■ **Task objective**
Reproduce the passage from the essay on melancholy and joy word for word, starting at "Left melancholia understands" and ending at "runs both ways.)".

■ **Reading text**
————

Melancholy and Joy

I am continuing to think about the disconnect between two of my own posts. Perhaps these posts together speak to the emotional rollercoaster that was this presidential election — even for someone who is only really invested at a cultural level.

The first post, on Frank Wilderson’s Afropessimism, describes the potentials to be found within dejection and a self-aware political nihilism. The second takes a moment to bask in the joy of Trump’s defeat regardless.

On Twitter, the tension between these two positions has been palpable. Protesters in Washington’s Black Lives Matter Plaza have already begun calling out those who have descended on their space of mourning, which they have occupied for sixty days, for one night of partying. “Where were you all”, they seem to say, “when we were here doing the hard work?”

I sense the same tension on my own timeline. There was a long comment left on yesterday’s post, claiming the democrats shouldn’t have won and all the reasons why… I think… It’s a ramble that I had a hard time making sense of, unfortunately.

I think the main issue here is that we are once again disarticulating the cultural response from the political reality. To speak of politics and joy seems uncontroversial, but the issue that lurks underneath here is that the left understands politics to be innately melancholic. Was the point missed yesterday when I wrote: “By all means retain your critical eye, but your hard nose helps no one, least of all the left”?

Left melancholia understands that politics is melancholy. If you’re not coming from a downtrodden place, it’s not politics proper. But the point to be made is that melancholy and joy are not polar opposites; they’re not conflicting modes of engagement. They are affects that are often entwined, and doing justice to both is always the best way forwards. Disavowing one in favour of the other does nothing. (And it is worth noting that that potential to undermine runs both ways.)

Consider that, whilst many of the critiques of the incumbent office are coming from black people, who see that nothing has changed and expect nothing to change, much of the joy seems to be coming from that same direction. Black culture has long been exemplary in this regard. Melancholy and joy exist side-by-side — uncomfortably, yes, but in a way that has often produced cultural and political change — and, if not change, at the very least a certain momentum, and a belief that cultural change can prefigure political change.

————

Images for object localization:
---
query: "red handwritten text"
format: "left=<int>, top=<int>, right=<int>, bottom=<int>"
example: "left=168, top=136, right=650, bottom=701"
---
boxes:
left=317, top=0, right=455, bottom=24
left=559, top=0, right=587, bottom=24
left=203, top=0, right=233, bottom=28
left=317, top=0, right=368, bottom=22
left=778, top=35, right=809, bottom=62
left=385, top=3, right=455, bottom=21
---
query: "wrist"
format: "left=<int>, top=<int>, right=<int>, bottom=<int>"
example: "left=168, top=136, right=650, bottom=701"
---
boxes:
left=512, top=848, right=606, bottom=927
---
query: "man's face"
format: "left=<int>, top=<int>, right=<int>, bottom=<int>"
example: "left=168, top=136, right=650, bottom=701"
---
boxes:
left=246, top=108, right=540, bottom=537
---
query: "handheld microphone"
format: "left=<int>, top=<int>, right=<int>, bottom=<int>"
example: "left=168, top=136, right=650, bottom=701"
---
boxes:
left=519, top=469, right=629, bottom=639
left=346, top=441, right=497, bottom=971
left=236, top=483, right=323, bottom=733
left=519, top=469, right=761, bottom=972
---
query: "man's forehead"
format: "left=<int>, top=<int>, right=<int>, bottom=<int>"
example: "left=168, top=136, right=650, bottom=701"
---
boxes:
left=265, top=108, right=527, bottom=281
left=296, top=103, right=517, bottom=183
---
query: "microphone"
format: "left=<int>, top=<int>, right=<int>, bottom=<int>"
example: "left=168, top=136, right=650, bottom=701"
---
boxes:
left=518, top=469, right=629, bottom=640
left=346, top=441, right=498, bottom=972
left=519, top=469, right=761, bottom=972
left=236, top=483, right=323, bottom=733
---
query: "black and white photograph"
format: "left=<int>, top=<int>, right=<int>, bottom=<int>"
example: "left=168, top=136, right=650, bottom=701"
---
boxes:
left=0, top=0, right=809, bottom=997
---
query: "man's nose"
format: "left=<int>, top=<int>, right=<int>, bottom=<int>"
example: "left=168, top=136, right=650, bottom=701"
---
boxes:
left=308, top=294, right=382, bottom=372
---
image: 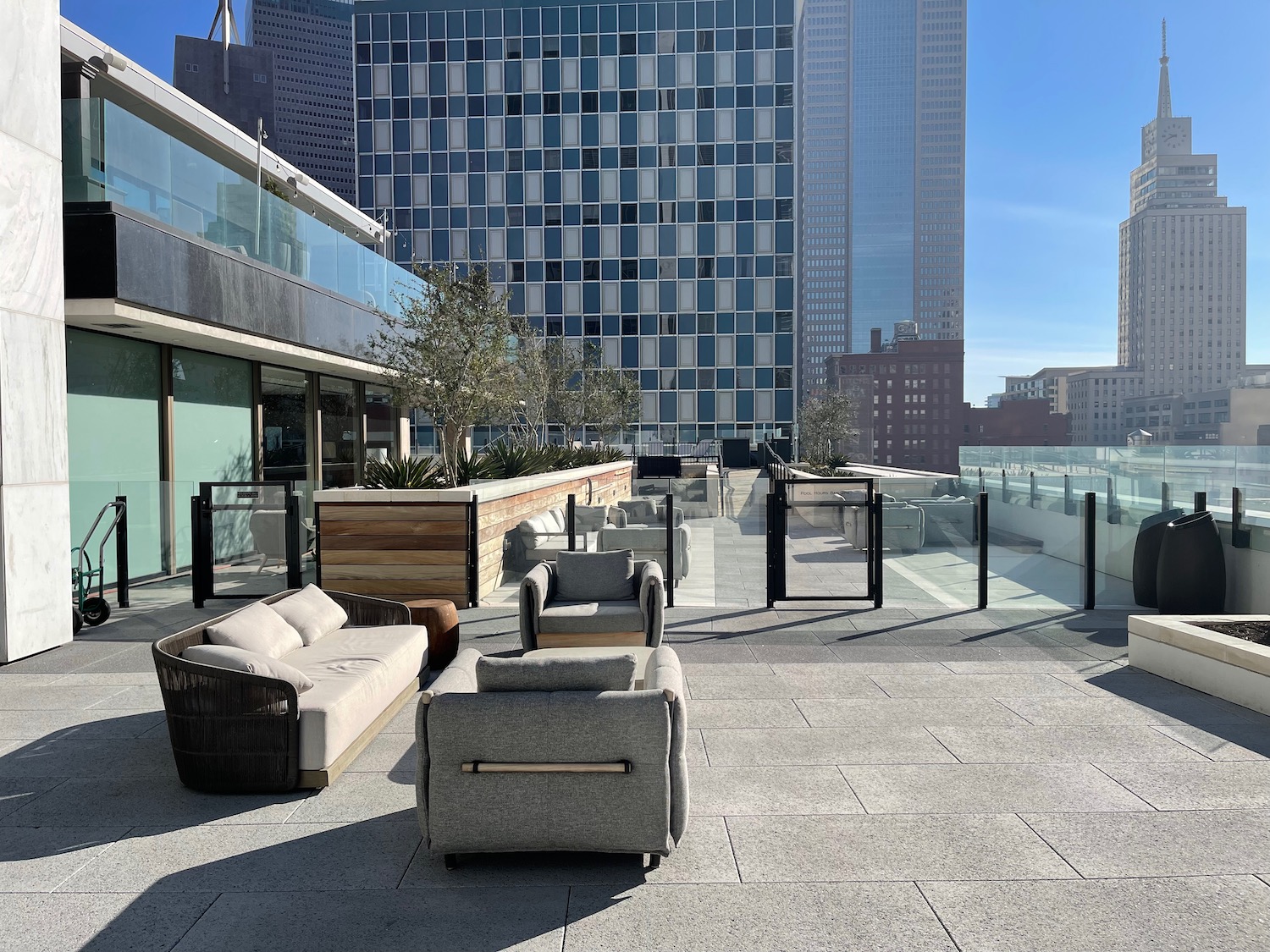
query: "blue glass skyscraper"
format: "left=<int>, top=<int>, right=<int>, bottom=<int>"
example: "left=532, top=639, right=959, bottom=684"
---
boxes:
left=355, top=0, right=799, bottom=441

————

■ **Written answer**
Left melancholia understands that politics is melancholy. If you’re not coming from a downtrodden place, it’s not politics proper. But the point to be made is that melancholy and joy are not polar opposites; they’re not conflicting modes of engagement. They are affects that are often entwined, and doing justice to both is always the best way forwards. Disavowing one in favour of the other does nothing. (And it is worth noting that that potential to undermine runs both ways.)